◆ WHAT TO PRODUCE:
Beneath this instruction is a listing; print exactly the lines in it starting at the line that contains "Where can you see the forest floor?" and going through the line that contains "Where can you see the thin tree".

◆ INPUT MATERIAL:
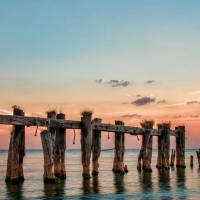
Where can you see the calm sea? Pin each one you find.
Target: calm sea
(160, 184)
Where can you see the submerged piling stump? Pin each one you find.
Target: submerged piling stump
(86, 142)
(14, 172)
(48, 157)
(96, 148)
(59, 150)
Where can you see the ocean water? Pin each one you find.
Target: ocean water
(160, 184)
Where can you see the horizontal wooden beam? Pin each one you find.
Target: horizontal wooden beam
(70, 124)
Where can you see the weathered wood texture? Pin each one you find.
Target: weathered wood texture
(86, 144)
(69, 124)
(198, 157)
(16, 152)
(191, 161)
(141, 161)
(48, 156)
(172, 158)
(52, 130)
(166, 145)
(96, 148)
(59, 151)
(147, 146)
(118, 162)
(180, 147)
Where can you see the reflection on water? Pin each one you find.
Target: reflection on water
(14, 191)
(54, 190)
(119, 183)
(176, 183)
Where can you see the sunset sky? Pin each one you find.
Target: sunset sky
(126, 60)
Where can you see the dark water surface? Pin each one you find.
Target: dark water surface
(160, 184)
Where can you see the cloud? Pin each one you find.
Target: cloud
(194, 116)
(143, 101)
(149, 82)
(171, 105)
(138, 96)
(2, 111)
(130, 116)
(191, 102)
(161, 102)
(117, 83)
(179, 116)
(99, 81)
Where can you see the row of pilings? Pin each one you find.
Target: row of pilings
(54, 146)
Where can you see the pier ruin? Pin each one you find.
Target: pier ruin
(54, 144)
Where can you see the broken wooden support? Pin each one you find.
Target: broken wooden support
(198, 157)
(59, 151)
(140, 156)
(160, 144)
(172, 158)
(86, 143)
(52, 130)
(118, 162)
(191, 161)
(16, 152)
(166, 145)
(180, 147)
(48, 156)
(96, 148)
(148, 140)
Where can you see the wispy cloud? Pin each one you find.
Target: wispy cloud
(162, 102)
(130, 116)
(171, 105)
(192, 102)
(117, 83)
(194, 116)
(99, 81)
(149, 82)
(2, 111)
(143, 101)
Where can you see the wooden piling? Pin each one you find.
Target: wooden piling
(52, 130)
(16, 152)
(191, 161)
(160, 146)
(86, 142)
(118, 162)
(96, 148)
(172, 158)
(166, 145)
(48, 156)
(180, 147)
(148, 140)
(198, 157)
(59, 150)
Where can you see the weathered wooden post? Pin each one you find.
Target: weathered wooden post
(52, 115)
(147, 153)
(48, 157)
(96, 148)
(166, 145)
(180, 147)
(16, 152)
(159, 164)
(59, 150)
(140, 156)
(118, 162)
(198, 157)
(191, 161)
(86, 142)
(172, 158)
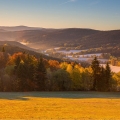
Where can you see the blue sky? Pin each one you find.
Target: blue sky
(94, 14)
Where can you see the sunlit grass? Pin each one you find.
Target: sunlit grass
(60, 105)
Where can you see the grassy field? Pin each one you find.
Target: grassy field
(60, 105)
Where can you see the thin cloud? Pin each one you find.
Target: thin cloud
(94, 3)
(68, 1)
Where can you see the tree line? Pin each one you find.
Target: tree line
(24, 72)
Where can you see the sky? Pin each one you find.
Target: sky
(93, 14)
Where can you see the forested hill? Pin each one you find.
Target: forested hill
(12, 48)
(72, 37)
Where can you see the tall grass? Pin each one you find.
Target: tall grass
(60, 105)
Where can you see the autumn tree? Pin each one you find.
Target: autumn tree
(96, 73)
(40, 75)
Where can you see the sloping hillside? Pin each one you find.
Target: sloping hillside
(72, 37)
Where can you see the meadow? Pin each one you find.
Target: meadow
(60, 105)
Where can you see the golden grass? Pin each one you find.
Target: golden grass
(58, 106)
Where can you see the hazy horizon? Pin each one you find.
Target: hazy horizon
(89, 14)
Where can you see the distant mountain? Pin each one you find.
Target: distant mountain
(19, 28)
(16, 44)
(1, 30)
(71, 37)
(12, 47)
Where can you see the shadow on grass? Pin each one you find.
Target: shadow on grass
(68, 95)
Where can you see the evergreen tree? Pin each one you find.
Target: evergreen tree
(3, 49)
(96, 72)
(40, 75)
(107, 77)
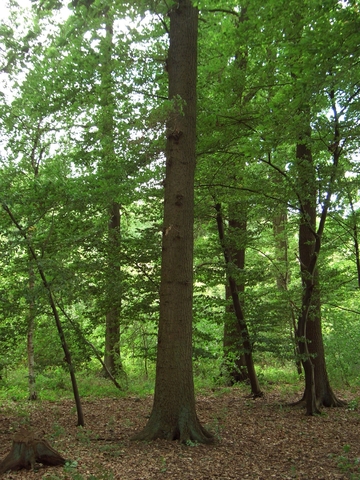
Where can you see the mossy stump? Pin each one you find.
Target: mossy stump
(27, 450)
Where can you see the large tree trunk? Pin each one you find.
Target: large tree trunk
(317, 387)
(247, 347)
(283, 275)
(30, 335)
(109, 160)
(173, 414)
(27, 450)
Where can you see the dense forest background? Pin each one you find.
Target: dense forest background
(84, 108)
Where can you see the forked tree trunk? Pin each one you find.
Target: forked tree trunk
(109, 160)
(317, 387)
(283, 276)
(235, 361)
(173, 415)
(27, 450)
(30, 336)
(247, 347)
(112, 358)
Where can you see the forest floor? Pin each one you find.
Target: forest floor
(255, 439)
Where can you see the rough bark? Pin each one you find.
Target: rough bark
(317, 387)
(255, 387)
(173, 415)
(235, 361)
(30, 337)
(27, 450)
(283, 275)
(55, 313)
(109, 161)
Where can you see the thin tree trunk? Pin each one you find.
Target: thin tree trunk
(235, 361)
(30, 336)
(355, 235)
(112, 357)
(55, 313)
(317, 387)
(109, 159)
(255, 387)
(173, 415)
(283, 276)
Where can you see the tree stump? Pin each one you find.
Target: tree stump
(27, 450)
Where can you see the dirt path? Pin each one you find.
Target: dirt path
(259, 439)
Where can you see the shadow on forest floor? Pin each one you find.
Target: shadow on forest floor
(256, 439)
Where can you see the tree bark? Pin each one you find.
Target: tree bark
(255, 387)
(317, 387)
(283, 275)
(173, 415)
(109, 160)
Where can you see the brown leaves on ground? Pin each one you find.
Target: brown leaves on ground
(256, 439)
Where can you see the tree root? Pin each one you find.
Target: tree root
(27, 450)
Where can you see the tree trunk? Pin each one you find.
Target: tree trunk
(27, 450)
(283, 275)
(255, 387)
(173, 415)
(317, 387)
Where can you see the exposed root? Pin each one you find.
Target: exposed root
(187, 433)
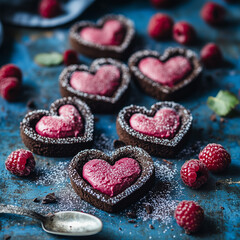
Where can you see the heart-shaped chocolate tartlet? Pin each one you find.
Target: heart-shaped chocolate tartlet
(103, 86)
(138, 187)
(62, 131)
(161, 131)
(111, 37)
(168, 76)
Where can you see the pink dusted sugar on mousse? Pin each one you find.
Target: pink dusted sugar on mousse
(105, 81)
(67, 124)
(164, 124)
(111, 180)
(111, 34)
(167, 73)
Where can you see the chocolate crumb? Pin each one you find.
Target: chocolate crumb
(209, 78)
(222, 120)
(131, 214)
(96, 119)
(213, 118)
(118, 143)
(131, 221)
(168, 162)
(151, 226)
(7, 237)
(31, 104)
(218, 183)
(148, 208)
(36, 200)
(49, 198)
(50, 215)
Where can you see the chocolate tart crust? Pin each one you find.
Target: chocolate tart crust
(163, 92)
(126, 197)
(57, 147)
(97, 103)
(94, 50)
(153, 145)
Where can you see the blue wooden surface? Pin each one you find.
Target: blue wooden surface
(41, 84)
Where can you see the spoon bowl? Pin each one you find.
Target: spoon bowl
(67, 223)
(72, 223)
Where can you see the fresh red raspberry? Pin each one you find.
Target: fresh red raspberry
(189, 215)
(20, 162)
(161, 3)
(10, 88)
(49, 8)
(160, 26)
(194, 173)
(215, 157)
(213, 13)
(211, 55)
(70, 57)
(184, 33)
(10, 70)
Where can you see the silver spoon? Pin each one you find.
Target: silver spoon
(68, 223)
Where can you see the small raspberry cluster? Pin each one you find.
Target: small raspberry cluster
(10, 82)
(213, 157)
(20, 162)
(161, 26)
(49, 8)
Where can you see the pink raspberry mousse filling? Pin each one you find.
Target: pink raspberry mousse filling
(105, 81)
(167, 73)
(67, 124)
(112, 33)
(111, 180)
(164, 124)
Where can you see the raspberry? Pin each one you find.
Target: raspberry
(49, 8)
(10, 88)
(213, 13)
(160, 26)
(10, 70)
(20, 162)
(189, 215)
(211, 55)
(194, 173)
(184, 33)
(160, 3)
(215, 157)
(70, 57)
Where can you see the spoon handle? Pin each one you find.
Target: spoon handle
(21, 211)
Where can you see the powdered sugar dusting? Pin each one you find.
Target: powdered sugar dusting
(162, 197)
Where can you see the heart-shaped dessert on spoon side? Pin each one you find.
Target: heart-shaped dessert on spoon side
(103, 86)
(112, 183)
(168, 76)
(111, 37)
(161, 131)
(63, 131)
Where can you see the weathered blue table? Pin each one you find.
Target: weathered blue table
(221, 201)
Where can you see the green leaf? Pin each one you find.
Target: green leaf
(223, 103)
(48, 59)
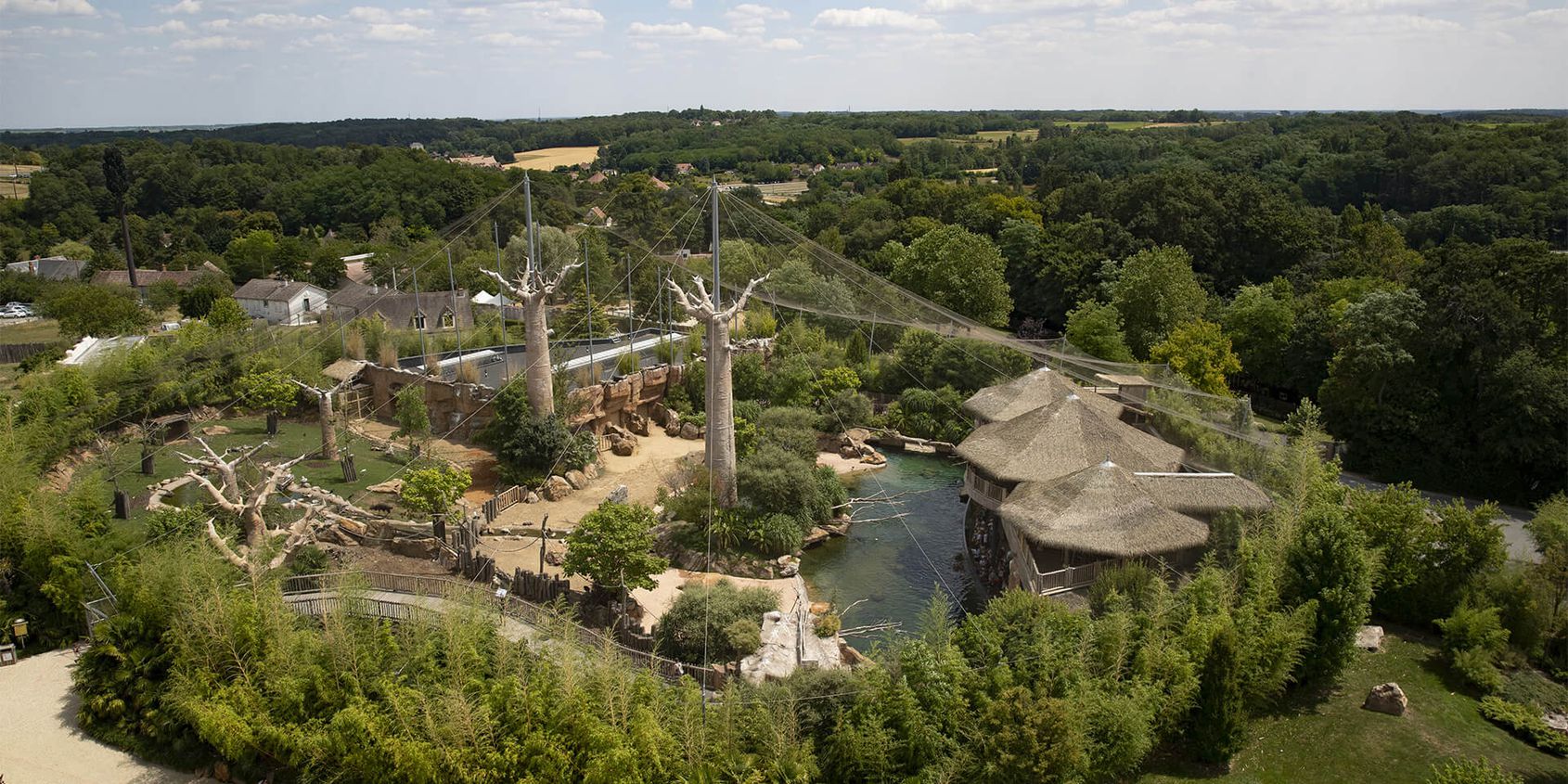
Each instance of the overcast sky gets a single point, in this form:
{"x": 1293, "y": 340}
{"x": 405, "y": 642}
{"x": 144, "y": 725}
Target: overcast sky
{"x": 72, "y": 63}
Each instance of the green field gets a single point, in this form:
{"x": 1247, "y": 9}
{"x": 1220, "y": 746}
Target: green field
{"x": 293, "y": 438}
{"x": 35, "y": 331}
{"x": 1335, "y": 740}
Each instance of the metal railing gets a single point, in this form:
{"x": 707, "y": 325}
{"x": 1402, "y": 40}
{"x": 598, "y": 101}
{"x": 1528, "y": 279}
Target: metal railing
{"x": 516, "y": 609}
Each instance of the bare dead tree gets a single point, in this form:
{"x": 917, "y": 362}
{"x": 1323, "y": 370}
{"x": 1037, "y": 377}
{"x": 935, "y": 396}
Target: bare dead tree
{"x": 323, "y": 406}
{"x": 720, "y": 389}
{"x": 531, "y": 290}
{"x": 248, "y": 507}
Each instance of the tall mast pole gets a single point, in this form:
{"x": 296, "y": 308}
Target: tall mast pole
{"x": 593, "y": 364}
{"x": 456, "y": 323}
{"x": 506, "y": 350}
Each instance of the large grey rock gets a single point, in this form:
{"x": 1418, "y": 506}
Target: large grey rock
{"x": 1386, "y": 698}
{"x": 1370, "y": 638}
{"x": 557, "y": 488}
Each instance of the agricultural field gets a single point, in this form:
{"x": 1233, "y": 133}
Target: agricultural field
{"x": 549, "y": 157}
{"x": 1330, "y": 738}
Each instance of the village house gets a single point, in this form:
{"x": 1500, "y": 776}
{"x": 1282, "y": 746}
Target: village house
{"x": 404, "y": 309}
{"x": 281, "y": 302}
{"x": 50, "y": 268}
{"x": 145, "y": 277}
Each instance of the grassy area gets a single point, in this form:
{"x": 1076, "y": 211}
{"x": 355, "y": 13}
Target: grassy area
{"x": 549, "y": 157}
{"x": 1333, "y": 739}
{"x": 35, "y": 331}
{"x": 293, "y": 440}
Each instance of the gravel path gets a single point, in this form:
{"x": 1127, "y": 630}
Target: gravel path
{"x": 40, "y": 742}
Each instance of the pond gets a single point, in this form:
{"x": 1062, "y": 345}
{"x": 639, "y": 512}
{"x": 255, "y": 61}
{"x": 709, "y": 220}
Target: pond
{"x": 894, "y": 568}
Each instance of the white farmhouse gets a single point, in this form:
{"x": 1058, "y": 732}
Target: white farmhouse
{"x": 281, "y": 302}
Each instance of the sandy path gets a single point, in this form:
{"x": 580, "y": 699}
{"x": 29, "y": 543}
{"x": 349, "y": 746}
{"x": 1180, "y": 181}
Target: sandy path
{"x": 41, "y": 742}
{"x": 659, "y": 458}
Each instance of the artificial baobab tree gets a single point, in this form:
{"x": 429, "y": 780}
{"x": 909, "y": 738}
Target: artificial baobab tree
{"x": 323, "y": 406}
{"x": 247, "y": 506}
{"x": 720, "y": 391}
{"x": 531, "y": 290}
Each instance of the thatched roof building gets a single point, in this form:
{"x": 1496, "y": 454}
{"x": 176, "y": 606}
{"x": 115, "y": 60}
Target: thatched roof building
{"x": 1060, "y": 438}
{"x": 1101, "y": 510}
{"x": 1027, "y": 392}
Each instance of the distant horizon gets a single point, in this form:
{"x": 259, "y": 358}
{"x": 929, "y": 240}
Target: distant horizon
{"x": 218, "y": 126}
{"x": 126, "y": 63}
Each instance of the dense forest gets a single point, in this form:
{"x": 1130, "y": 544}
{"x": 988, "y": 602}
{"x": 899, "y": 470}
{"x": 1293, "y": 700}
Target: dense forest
{"x": 1402, "y": 270}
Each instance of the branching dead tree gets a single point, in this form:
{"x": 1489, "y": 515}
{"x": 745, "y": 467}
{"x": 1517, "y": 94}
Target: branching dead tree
{"x": 531, "y": 290}
{"x": 323, "y": 406}
{"x": 720, "y": 389}
{"x": 248, "y": 508}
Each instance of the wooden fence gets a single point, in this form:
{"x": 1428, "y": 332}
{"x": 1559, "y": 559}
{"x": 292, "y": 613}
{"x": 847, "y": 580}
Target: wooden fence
{"x": 504, "y": 500}
{"x": 511, "y": 606}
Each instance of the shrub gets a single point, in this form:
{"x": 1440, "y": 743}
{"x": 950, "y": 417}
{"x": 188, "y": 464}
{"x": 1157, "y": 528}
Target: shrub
{"x": 713, "y": 613}
{"x": 1524, "y": 723}
{"x": 1472, "y": 772}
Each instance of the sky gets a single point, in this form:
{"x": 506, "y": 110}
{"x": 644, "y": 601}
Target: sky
{"x": 91, "y": 63}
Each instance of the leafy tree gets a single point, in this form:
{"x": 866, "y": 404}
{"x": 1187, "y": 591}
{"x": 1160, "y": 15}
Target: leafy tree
{"x": 1095, "y": 328}
{"x": 1327, "y": 563}
{"x": 95, "y": 311}
{"x": 1156, "y": 290}
{"x": 411, "y": 413}
{"x": 1200, "y": 352}
{"x": 434, "y": 488}
{"x": 958, "y": 270}
{"x": 227, "y": 315}
{"x": 1218, "y": 726}
{"x": 611, "y": 546}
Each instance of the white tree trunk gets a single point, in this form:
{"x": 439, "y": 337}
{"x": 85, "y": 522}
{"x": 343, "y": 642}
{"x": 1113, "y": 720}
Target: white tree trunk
{"x": 536, "y": 356}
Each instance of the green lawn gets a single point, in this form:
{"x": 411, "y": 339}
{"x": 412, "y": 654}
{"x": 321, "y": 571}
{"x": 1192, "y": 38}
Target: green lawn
{"x": 38, "y": 331}
{"x": 1333, "y": 739}
{"x": 293, "y": 440}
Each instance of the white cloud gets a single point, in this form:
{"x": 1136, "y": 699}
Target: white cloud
{"x": 173, "y": 25}
{"x": 507, "y": 40}
{"x": 288, "y": 20}
{"x": 383, "y": 16}
{"x": 49, "y": 6}
{"x": 211, "y": 43}
{"x": 869, "y": 18}
{"x": 1015, "y": 6}
{"x": 395, "y": 32}
{"x": 677, "y": 30}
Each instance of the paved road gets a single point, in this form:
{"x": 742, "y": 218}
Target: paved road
{"x": 40, "y": 740}
{"x": 1512, "y": 521}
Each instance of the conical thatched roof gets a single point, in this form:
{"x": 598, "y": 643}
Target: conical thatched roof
{"x": 1060, "y": 438}
{"x": 1203, "y": 495}
{"x": 1099, "y": 510}
{"x": 1031, "y": 391}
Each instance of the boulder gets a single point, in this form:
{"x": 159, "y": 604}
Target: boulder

◆ EXPECTED ANSWER:
Where can you see the forest floor? Pin each one you find.
Target: forest floor
(255, 439)
Where can you see the rough bark? Pin each one you find.
Target: rough bark
(317, 387)
(255, 387)
(173, 415)
(235, 361)
(30, 337)
(27, 450)
(283, 275)
(55, 313)
(109, 161)
Where can you see the thin tree trunk? Pin each one you find.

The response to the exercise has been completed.